• _YOUR ASSIGNMENT_
The listing below must be given again in full, exactly.

⁂

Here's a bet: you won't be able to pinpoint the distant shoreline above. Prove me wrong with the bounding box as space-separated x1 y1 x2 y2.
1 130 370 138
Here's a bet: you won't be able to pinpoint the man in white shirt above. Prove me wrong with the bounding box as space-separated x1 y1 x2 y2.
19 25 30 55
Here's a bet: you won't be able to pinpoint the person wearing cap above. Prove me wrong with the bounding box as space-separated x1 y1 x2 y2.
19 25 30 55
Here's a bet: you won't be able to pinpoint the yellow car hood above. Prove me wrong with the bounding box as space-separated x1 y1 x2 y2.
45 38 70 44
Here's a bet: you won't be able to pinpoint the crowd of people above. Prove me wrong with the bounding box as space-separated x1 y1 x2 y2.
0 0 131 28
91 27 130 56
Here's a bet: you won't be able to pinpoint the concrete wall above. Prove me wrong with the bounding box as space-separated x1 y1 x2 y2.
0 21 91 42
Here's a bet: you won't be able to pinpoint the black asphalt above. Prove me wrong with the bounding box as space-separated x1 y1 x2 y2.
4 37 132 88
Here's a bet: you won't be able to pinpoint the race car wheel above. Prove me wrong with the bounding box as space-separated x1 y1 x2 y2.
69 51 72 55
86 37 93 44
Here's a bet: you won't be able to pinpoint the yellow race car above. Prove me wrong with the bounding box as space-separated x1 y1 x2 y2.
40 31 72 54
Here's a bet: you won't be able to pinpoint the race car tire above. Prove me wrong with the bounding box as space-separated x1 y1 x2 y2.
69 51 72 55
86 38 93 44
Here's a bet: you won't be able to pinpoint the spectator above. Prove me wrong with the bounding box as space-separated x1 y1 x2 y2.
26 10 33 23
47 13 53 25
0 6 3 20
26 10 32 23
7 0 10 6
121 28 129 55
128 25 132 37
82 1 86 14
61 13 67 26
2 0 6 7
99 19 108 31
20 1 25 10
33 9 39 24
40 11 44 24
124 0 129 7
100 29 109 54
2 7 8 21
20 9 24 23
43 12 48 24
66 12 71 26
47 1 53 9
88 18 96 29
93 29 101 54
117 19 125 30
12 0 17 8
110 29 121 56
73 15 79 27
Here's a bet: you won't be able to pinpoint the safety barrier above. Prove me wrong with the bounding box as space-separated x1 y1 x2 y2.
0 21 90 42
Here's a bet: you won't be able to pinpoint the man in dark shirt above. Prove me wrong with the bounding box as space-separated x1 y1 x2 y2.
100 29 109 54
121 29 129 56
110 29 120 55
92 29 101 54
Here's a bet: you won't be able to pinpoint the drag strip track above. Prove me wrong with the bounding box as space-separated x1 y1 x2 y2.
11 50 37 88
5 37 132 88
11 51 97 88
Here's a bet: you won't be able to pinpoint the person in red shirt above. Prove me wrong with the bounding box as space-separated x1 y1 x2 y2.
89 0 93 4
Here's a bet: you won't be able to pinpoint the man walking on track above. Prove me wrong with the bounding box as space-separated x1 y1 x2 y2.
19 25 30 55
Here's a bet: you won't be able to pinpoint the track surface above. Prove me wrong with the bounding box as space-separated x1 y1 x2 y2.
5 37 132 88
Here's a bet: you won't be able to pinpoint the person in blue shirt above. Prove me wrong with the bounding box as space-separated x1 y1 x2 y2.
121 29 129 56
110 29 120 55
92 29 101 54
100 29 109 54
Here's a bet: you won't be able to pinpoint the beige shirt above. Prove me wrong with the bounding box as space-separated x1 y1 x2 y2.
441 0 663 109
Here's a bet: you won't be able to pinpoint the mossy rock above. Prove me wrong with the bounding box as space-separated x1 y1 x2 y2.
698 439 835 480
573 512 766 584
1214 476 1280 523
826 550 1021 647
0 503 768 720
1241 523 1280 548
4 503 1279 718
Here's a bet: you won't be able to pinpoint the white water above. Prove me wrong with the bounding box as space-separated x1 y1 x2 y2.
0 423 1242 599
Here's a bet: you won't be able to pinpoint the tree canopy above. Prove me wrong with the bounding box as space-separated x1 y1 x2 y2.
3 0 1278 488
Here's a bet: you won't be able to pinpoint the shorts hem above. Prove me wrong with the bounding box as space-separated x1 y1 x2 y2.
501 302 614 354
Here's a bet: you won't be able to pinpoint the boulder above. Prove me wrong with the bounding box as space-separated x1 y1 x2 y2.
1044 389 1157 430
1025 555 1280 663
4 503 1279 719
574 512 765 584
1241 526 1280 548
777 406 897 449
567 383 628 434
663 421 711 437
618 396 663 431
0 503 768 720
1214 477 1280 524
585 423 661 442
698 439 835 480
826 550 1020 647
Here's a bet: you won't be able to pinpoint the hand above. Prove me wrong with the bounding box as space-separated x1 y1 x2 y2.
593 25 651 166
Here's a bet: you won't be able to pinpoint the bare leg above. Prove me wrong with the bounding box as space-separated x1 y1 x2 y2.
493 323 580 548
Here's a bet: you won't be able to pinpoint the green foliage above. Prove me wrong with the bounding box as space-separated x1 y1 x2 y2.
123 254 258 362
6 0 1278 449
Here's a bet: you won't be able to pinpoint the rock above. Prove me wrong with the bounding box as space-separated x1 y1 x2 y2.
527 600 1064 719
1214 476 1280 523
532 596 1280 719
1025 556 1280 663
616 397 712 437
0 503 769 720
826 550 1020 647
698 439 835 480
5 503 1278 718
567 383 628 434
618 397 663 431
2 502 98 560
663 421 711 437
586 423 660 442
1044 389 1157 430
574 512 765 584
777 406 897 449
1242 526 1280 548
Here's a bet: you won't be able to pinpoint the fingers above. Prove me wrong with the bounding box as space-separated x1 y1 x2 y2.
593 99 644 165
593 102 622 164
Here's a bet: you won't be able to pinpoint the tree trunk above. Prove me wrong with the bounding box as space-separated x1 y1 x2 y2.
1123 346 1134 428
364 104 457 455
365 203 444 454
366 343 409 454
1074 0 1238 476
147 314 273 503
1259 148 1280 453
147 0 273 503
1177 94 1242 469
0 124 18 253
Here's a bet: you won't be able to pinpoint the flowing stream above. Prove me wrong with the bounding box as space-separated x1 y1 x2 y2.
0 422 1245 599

⁂

• _TASK RESULT_
Here's a bet: you won't be able to pinpoint the distant shoreline above. Prove me wrong with the bounding box as space-separated x1 y1 x2 y2.
1 130 370 138
Here's a bet: you won't be able to pinpoint the man in white shirt above. Prove me wrong with the bounding box as space-separated x1 y1 x2 y2.
19 25 30 55
Here's a bet: you won't be able to pinpoint the person wearing cap above. Prove me wrong with the bounding box as space-separated x1 y1 x2 y2.
19 25 30 55
Here's a bet: you won't be able to pinpoint the yellow car hood above. Prove me wrong with the bounding box as space-separated x1 y1 x2 y2.
45 38 70 44
Here's a bet: you won't be able to pinpoint the crowd of people above. Prove me wrong with the bounding box as space-separated x1 y1 x2 y2.
0 0 131 28
91 27 130 56
Here's a bet: you won't be able to pinpoint the concrete wall above. Prove me wrong with the bounding box as space-separated x1 y1 x2 y2.
0 21 91 42
Here's a bet: you won't be able to pinpoint the black asphalt above. Prove me wrong with the bounding box as space-separated x1 y1 x2 y2.
4 37 132 88
Here's a bet: you won't be able to pinpoint the race car wheel above. Prove me wrong with the bounding box as space-separated x1 y1 x2 y2.
69 51 72 55
86 37 93 44
Here's a bet: you won't be able to pinpoint the yellow race car above. Prove me wrong with the bounding box as space-separated x1 y1 x2 y2.
40 31 72 54
Here's a bet: you won't be able to pinpoint the race car tire above. Prove me wrong with the bounding box as space-separated x1 y1 x2 y2.
69 51 72 55
86 38 93 44
Here's a bet: you won't be able to pinpoint the spectator above. Prove me wrong with the bounding box as space-separated x1 y1 x2 y2.
26 10 33 23
47 13 53 25
0 6 3 20
26 10 32 23
7 0 10 6
121 28 129 55
128 25 132 37
82 1 86 14
61 13 67 26
2 0 6 7
99 19 108 31
20 1 25 10
33 9 39 24
40 11 44 24
124 0 129 7
100 29 109 54
2 7 8 21
20 9 24 23
43 12 48 24
66 12 71 26
47 1 53 9
88 18 96 29
93 29 101 54
117 19 125 30
12 0 17 8
110 29 121 56
73 15 79 27
Here's a bet: you won't be able to pinpoint the safety barrier above. Prove me wrong with the bounding box as space-separated x1 y1 x2 y2.
0 21 90 42
Here's a bet: you won't be able to pinpoint the man in dark shirt above. Prove me wrong with the bounding box as space-separated x1 y1 x2 y2.
100 29 109 54
121 29 129 56
110 29 120 55
92 29 101 54
Here's a bet: you won't be able to pinpoint the drag strip track above. Prove me wrong with the bounding box as space-separated x1 y1 x2 y2.
11 50 37 88
5 37 132 88
11 51 97 88
Here's a bet: you won't be able to pinpoint the person in red shirt above. Prove me wrong with the bounding box as space-separated x1 y1 x2 y2.
89 0 93 4
Here's a bet: you won't be able to pinpoint the man walking on track above. Prove me wrong with the bounding box as space-separated x1 y1 x2 y2.
19 25 30 55
Here's a bet: you won't be able to pinpoint the track surface above. Prove me wrong with the bounding box as space-separated x1 y1 x2 y2.
5 37 132 88
Here's a bet: you won't be able to pinpoint the person in blue shirt above. Prove me wrong with the bounding box as space-separated x1 y1 x2 y2.
121 29 129 56
110 29 120 55
92 29 101 54
100 29 109 54
Here's a bet: you won't be able to pinpoint the beige shirt above. Prove me wrong with the bounding box as space-separated x1 y1 x2 y2.
441 0 663 109
Here's a bet: you won't be able to pinpoint the mossy rock above. Prove me wrong with the bounding box as space-separated x1 y1 x2 y2.
698 439 835 480
573 512 766 584
1214 476 1280 523
826 550 1021 647
0 503 768 720
1241 523 1280 548
4 503 1279 718
Here's a bet: you won't be able to pinpoint the white water above. Prove me wrong with the bounding box as space-separated x1 y1 x2 y2.
0 423 1242 599
Here's a bet: you won't be able to pinpoint the tree canopy above. Prove me wrong with the bounding box as space-separated x1 y1 x2 y2.
3 0 1278 488
Here's a bet: you won't be able to pinpoint the shorts hem above. Prove me wrong with the bounding box as space-separated x1 y1 x2 y2.
501 302 614 354
Here's a bet: you won't be able to pinpoint the boulder above. Prove me wrong with the bounding box as space-separated x1 y1 x2 y2.
1044 389 1157 430
1025 555 1280 663
4 503 1279 719
574 512 765 584
1241 526 1280 548
777 406 897 449
567 383 628 434
663 421 711 437
618 396 663 431
0 503 768 720
1214 477 1280 524
585 423 661 442
698 439 835 480
826 550 1020 647
Here's a bet: you won't be able to pinpoint the hand above. Prove me wrong with the bounding box as space-separated x1 y1 x2 y2.
593 25 651 166
Here's a bet: you won't be able to pinpoint the bare leg above. Prove me wrong with the bounding box as space-separated x1 y1 x2 y2.
493 323 580 548
Here's a bet: you won't be able to pinpoint the green foliage above. Prove me wrong with the bounding box as space-separated x1 y1 x2 y2.
123 254 258 362
6 0 1278 449
Here's a bet: you won't be able to pinpoint the rock above. Prove me wrong with the bounding box as space-separated x1 y1 x2 y2.
527 600 1064 719
1214 476 1280 523
532 596 1280 719
1025 556 1280 663
616 397 712 437
0 503 769 720
826 550 1020 647
698 439 835 480
5 503 1278 718
567 383 628 434
618 397 663 431
2 502 98 560
663 421 711 437
586 423 660 442
1044 389 1157 430
574 512 765 584
777 406 897 449
1242 526 1280 548
Here's a bet: you won't be able to pinpoint the fingers above. Prove me wrong with the bounding box as space-separated x1 y1 x2 y2.
593 99 644 165
593 102 622 164
Here's a bet: you won't be able to pinpoint the tree trunk above. Prove me wrong with the bounding box as space-separated x1 y1 x2 y2.
1123 346 1134 428
364 104 457 455
365 203 444 454
366 343 409 454
1074 0 1238 476
147 314 273 503
1259 148 1280 453
147 0 273 503
1177 94 1242 469
0 124 18 253
Here's a bet: you won't be able to pinpoint the flowing stream above. Prove me wrong with the bounding box as space-separated x1 y1 x2 y2.
0 422 1245 599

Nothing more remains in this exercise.